EXERCISE: Can all of these lines be returned exactly?

(Collected data entries)
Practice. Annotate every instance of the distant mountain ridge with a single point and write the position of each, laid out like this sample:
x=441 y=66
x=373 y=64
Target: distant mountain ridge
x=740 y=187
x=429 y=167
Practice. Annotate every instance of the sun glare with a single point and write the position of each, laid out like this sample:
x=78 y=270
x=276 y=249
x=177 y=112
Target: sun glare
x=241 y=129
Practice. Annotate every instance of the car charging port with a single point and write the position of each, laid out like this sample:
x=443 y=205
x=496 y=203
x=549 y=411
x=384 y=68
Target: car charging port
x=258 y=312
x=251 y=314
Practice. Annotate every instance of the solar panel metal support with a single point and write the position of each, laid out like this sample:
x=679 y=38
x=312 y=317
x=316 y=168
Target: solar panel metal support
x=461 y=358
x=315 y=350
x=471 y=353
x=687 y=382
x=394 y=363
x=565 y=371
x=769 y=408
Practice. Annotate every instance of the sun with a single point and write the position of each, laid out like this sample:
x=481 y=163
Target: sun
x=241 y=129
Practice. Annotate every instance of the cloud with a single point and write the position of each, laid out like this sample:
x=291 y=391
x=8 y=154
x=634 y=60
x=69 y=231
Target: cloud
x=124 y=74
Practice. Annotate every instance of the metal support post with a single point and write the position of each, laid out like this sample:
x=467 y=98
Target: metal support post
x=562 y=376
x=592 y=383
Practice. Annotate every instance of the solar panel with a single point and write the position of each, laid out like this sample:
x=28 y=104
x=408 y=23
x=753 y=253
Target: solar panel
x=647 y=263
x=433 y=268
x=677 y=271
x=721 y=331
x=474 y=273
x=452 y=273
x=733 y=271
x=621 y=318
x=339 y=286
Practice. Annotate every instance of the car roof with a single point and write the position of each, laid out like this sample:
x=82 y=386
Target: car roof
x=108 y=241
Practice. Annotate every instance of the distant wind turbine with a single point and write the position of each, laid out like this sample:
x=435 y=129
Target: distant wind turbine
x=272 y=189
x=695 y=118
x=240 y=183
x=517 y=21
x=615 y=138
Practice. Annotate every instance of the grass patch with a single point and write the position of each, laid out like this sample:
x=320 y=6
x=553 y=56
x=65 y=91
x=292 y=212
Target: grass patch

RESPONSE TO THE TASK:
Practice. Annotate every instance of the distant mountain ridge with a single point and write the position of each, laid out like this sample:
x=441 y=66
x=373 y=64
Target: distant mountain ridge
x=740 y=187
x=429 y=167
Practice. Annotate every instance of the sun glare with a single point and write the position of each, laid out like this sample:
x=78 y=270
x=276 y=249
x=177 y=112
Target: sun glare
x=241 y=129
Practice. Annotate every instance of the car charging port with a single point and write the position of each, laid out like this sample:
x=443 y=205
x=496 y=203
x=549 y=411
x=384 y=68
Target: car charging port
x=258 y=312
x=251 y=314
Practice. Annotate every instance of the solar panel metal support with a single point and write the position of each, laid out like this sample:
x=679 y=38
x=312 y=317
x=316 y=168
Target: solar panel metal support
x=461 y=358
x=315 y=350
x=471 y=353
x=687 y=382
x=394 y=363
x=565 y=371
x=769 y=408
Practice. Annotate every instance of the sun with a single point and write the position of each, laid out like this sample:
x=481 y=163
Target: sun
x=241 y=129
Practice. Annotate every instance of the cloud with a single point and write the position of each, laid out like this sample:
x=291 y=391
x=8 y=154
x=634 y=60
x=69 y=231
Target: cloud
x=124 y=74
Practice. Annotate every instance of the metal support post with a single point and write the position of each, laid out like this sample:
x=467 y=98
Target: metal support post
x=562 y=376
x=592 y=383
Practice. Annotate every instance of the solar panel with a single point and write the position of each, laid out like this sample:
x=28 y=104
x=408 y=23
x=753 y=253
Target: solar panel
x=647 y=263
x=433 y=268
x=677 y=271
x=721 y=331
x=474 y=273
x=452 y=273
x=733 y=271
x=621 y=318
x=339 y=286
Practice. Annotate every instance of the car roof with a single point and write the position of each, laid out like this sample:
x=82 y=386
Target: car roof
x=108 y=241
Practice. Annotate every instance of the distant wind turbine with a single point and write the position of each, laid out like this sample:
x=435 y=129
Target: distant wind turbine
x=272 y=189
x=695 y=118
x=240 y=183
x=517 y=21
x=615 y=138
Practice. Annotate every instance of the grass patch with a single point and write the position of each, laid out like this sample:
x=320 y=6
x=553 y=56
x=65 y=91
x=292 y=212
Target: grass patch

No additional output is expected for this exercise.